**What to do**.
1) Answer these questions about the forum thread, one answer per line, marked the same way:
(a) Which frets does the first poster ask about getting?
(b) Within what time must an order be processable for the seller to accept it as a Speed Guitar?
(c) Roughly how long did SnowfaLL wait for an email reply the last time?
2) Reproduce word for word the stretch of the records from the start through the line containing "Kindly enter the", including both ends, and leave out the picture.

**Page excerpt**.
** Start **

I guess I can deal with dot inlays, atleast it's Ebony instead of Rosewood. What about Frets? Can I get Dunlop 6000?


----------



## Scott (Mar 20, 2007)

> I will only be accepting orders for these that can be processed within 2 to 3 weeks. Any request for customization (such as a fancy inlay, LED's, Paint, etc.) will not qualify as a Speed Guitar. *These requests would be custom and would go to my waiting list.* If you are not sure about something, ask and I'll clairify the options above.



Meaning, you can still get it with those altered specs, but you're not looking at a 2-3 week turn around.


----------



## SnowfaLL (Mar 21, 2007)

Yah i might email him about going on the waiting list if he can do neckthrus now.. If you show up here Chris, could you confirm doing neckthrus on normal builds now?

Whats the best way to contact him? Last time thru email, I think it was like 2 months before a reply.. I understand hes very busy but its hard to do work with someone that takes 2 months per email


----------



## JPMDan (Mar 21, 2007)

** End **

**Exercise material**.
** Start **

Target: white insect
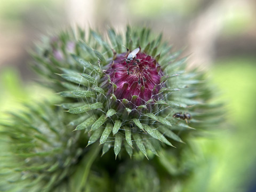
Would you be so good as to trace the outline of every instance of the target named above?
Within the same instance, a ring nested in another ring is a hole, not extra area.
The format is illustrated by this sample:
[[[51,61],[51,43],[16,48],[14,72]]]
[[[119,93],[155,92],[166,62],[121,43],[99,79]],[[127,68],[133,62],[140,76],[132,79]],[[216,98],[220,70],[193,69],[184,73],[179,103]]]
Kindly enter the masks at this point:
[[[136,58],[136,55],[140,51],[140,48],[136,48],[135,50],[132,51],[130,54],[127,56],[127,58],[125,60],[125,62],[127,63],[131,62],[132,60]]]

** End **

**Solutions per task**.
1)
(a) Dunlop 6000
(b) 2 to 3 weeks
(c) About 2 months

2)
Target: white insect
Would you be so good as to trace the outline of every instance of the target named above?
Within the same instance, a ring nested in another ring is a hole, not extra area.
The format is illustrated by this sample:
[[[51,61],[51,43],[16,48],[14,72]]]
[[[119,93],[155,92],[166,62],[121,43],[99,79]],[[127,68],[133,62],[140,76],[132,79]],[[216,98],[220,70],[193,69],[184,73],[179,103]]]
Kindly enter the masks at this point:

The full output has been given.